Texto fornecido →
Capitalismo Consciente

Maternidade e carreira

Estudo divulgado pela FGV mostra que a probabilidade de emprego das mães no mercado de trabalho formal aumenta gradualmente até o momento da licença-maternidade, e decai depois

“Provavelmente, suas gestações atrapalharam essas iniciativas, o que poderá ser compensado no futuro.” Foi esse o parecer que, no final de 2023, uma pesquisadora do curso de Relações Internacionais de uma universidade federal brasileira, recebeu do Conselho Nacional Científico e Tecnológico (CNPq). O parecer com a negativa foi dado em resposta à solicitação de uma bolsa de produtividade, que é concedida a cientistas que se destacam em suas áreas. O CNPq é um órgão vinculado ao Ministério da Ciência, Tecnologia e Inovação (MCTI) e uma das mais importantes instituições de fomento à pesquisa, tecnologia, educação e desenvolvimento do Brasil. Na situação em questão, faltou 0,2 ponto para a pesquisadora conseguir a bolsa.

O caso gerou grande repercussão, não apenas na comunidade científica, mas também fora dela, provocando um debate sobre o quanto, ainda hoje, as mulheres são prejudicadas em suas carreiras por terem filhos. Importante também refletirmos sobre como ser mãe ainda é considerado o propósito de vida das mulheres em nossa sociedade e que as expectativas são de que não existe nada tão importante na vida de uma mulher quanto seu trabalho como mãe.

Material apresentado →
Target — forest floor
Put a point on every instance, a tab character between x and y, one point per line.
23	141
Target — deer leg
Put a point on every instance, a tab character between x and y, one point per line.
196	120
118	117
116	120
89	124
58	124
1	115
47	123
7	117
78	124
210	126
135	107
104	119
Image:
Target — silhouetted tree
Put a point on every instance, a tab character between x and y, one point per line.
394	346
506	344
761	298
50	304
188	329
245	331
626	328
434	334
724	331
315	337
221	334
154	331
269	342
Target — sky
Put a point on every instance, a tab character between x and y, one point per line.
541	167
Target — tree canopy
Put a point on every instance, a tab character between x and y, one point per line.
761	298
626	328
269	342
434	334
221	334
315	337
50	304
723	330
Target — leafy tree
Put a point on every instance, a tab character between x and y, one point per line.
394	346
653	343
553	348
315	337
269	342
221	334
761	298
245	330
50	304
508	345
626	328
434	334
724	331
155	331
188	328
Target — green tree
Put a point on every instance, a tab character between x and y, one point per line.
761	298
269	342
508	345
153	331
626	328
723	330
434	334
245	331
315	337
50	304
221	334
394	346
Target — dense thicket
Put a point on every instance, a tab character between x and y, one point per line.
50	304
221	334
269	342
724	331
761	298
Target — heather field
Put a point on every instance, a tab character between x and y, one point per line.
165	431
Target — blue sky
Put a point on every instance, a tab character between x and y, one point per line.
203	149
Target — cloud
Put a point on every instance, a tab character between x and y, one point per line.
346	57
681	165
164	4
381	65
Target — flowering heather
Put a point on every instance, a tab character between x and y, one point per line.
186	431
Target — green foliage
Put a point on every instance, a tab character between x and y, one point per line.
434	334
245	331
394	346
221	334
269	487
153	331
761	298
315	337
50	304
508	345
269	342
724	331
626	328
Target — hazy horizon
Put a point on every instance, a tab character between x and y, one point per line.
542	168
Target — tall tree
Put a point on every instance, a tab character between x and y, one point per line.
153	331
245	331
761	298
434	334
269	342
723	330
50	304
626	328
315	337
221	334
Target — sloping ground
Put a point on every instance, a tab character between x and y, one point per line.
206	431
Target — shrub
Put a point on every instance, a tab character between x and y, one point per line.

Tarefas a realizar →
[a] Responda com base no texto sobre maternidade e carreira:
(i) Quem divulgou o estudo sobre a probabilidade de emprego das mães no mercado de trabalho formal?
(ii) A que ministério o CNPq é vinculado?
(iii) Quanto faltou para a pesquisadora conseguir a bolsa?
[b] Reescreva todo o trecho do texto sobre maternidade e carreira que vai de "O caso gerou" até "trabalho como mãe.", trocando "repercussão" por "impacto".
Os registros não serão usados.

Lista de soluções →
[a]
(i) A FGV.
(ii) Ao Ministério da Ciência, Tecnologia e Inovação (MCTI).
(iii) Faltou 0,2 ponto.

[b]
O caso gerou grande impacto, não apenas na comunidade científica, mas também fora dela, provocando um debate sobre o quanto, ainda hoje, as mulheres são prejudicadas em suas carreiras por terem filhos. Importante também refletirmos sobre como ser mãe ainda é considerado o propósito de vida das mulheres em nossa sociedade e que as expectativas são de que não existe nada tão importante na vida de uma mulher quanto seu trabalho como mãe.